→ Goal: Quote the school comment thread below word for word, starting with "Floor Pie said..." and going on through "little district support.".

I also like the idea of opening Cedar Park. There are no elementary schools in the far NE which stretches up to the Shoreline border (145th st) so it would be a convenient location. John Rogers is the closest school now and it is at 105th - hardly a neighborhood schools for families living at or near 145th. Plus maybe that would have a ripple effect freeing up space at Rogers, Wedgewood and Sacajewea.

I'd look at working with the city to get space at Magnuson Park too.

lendlees said...

How about moving Thornton Creek to Cedar Park and then building a BIG elementary school on the Decatur property? Build it in such a way that it could function as a K-8 in the future if enrollment drops down again.

Floor Pie said...

I've heard that Green Lake elementary is seriously underenrolled this year. What's up with that?

CT said...

If Cedar Park were opened, there are some families who currently have boundary exceptions to attend Shoreline schools (because it is closer than their current options) who might also return.

Anonymous said...

I am in favor of leaving the schools as they are if they are growing in success or they have a currently positive model. This would include leaving Jane Addams, Thornton Creek, and Rogers alone. If they are not at capacity, let them fill to capacity with real infrastructure (that means, stop the portable delivery).

All three NE schools are really doing tremendous work with very little district support.

Open the new schools with a good design (language, art, etc.). Build it smart and they will come. Leave what is working alone. Too many times, Seattle tries to make things bigger and as a result, the schools move into crisis management mode.

Signed,
Give the schools some breathing room and open the new schools in an intentional manner.

Anonymous said...

Repeat post:

Jane Addams does not have an active link on the SPS schools website. Is there a PTA website somewhere (is this a bad omen, or was it never active)?

→ Entries shown:

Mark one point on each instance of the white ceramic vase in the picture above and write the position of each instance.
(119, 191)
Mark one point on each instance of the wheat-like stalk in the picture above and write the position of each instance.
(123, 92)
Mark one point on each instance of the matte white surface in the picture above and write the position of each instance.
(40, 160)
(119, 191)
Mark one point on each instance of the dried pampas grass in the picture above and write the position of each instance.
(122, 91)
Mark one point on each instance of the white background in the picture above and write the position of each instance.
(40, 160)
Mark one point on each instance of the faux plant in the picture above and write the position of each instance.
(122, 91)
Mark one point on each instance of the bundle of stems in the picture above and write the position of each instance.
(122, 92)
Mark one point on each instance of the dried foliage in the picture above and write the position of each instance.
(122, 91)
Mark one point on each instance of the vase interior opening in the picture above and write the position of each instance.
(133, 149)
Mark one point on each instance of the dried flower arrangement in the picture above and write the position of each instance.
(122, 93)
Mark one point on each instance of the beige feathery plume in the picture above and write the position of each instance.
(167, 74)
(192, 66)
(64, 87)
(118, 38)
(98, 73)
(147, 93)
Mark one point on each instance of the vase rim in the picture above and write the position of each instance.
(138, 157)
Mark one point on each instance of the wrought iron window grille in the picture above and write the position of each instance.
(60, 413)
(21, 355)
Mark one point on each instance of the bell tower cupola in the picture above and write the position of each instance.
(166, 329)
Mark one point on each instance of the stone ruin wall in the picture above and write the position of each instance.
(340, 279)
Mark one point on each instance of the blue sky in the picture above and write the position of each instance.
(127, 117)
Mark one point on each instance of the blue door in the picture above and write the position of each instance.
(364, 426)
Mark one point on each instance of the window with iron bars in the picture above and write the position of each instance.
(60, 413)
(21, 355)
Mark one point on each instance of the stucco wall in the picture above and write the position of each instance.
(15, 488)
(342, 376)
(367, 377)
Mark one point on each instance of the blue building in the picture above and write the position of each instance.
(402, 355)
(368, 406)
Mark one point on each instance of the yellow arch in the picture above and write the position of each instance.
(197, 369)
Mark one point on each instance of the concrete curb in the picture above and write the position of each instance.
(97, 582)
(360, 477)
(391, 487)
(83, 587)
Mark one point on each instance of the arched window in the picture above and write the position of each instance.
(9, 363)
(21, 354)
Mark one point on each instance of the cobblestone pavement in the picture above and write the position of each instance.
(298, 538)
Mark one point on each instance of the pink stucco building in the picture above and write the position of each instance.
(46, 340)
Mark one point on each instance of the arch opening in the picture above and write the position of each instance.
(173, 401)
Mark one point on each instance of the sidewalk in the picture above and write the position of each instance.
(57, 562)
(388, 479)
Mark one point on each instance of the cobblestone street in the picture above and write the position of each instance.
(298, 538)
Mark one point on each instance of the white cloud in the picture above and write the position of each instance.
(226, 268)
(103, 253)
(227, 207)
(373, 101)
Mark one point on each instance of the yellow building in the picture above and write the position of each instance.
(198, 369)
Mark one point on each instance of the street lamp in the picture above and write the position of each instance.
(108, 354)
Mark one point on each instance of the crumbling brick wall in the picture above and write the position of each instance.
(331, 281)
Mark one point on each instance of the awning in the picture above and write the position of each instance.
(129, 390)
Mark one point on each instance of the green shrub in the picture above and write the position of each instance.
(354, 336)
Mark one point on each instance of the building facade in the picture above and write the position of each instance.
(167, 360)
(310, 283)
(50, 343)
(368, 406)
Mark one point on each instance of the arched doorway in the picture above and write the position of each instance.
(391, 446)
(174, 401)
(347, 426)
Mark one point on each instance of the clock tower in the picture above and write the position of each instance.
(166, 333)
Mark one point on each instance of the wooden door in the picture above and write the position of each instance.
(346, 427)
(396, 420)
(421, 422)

→ Solution to this exercise:
Floor Pie said...

I've heard that Green Lake elementary is seriously underenrolled this year. What's up with that?

CT said...

If Cedar Park were opened, there are some families who currently have boundary exceptions to attend Shoreline schools (because it is closer than their current options) who might also return.

Anonymous said...

I am in favor of leaving the schools as they are if they are growing in success or they have a currently positive model. This would include leaving Jane Addams, Thornton Creek, and Rogers alone. If they are not at capacity, let them fill to capacity with real infrastructure (that means, stop the portable delivery).

All three NE schools are really doing tremendous work with very little district support.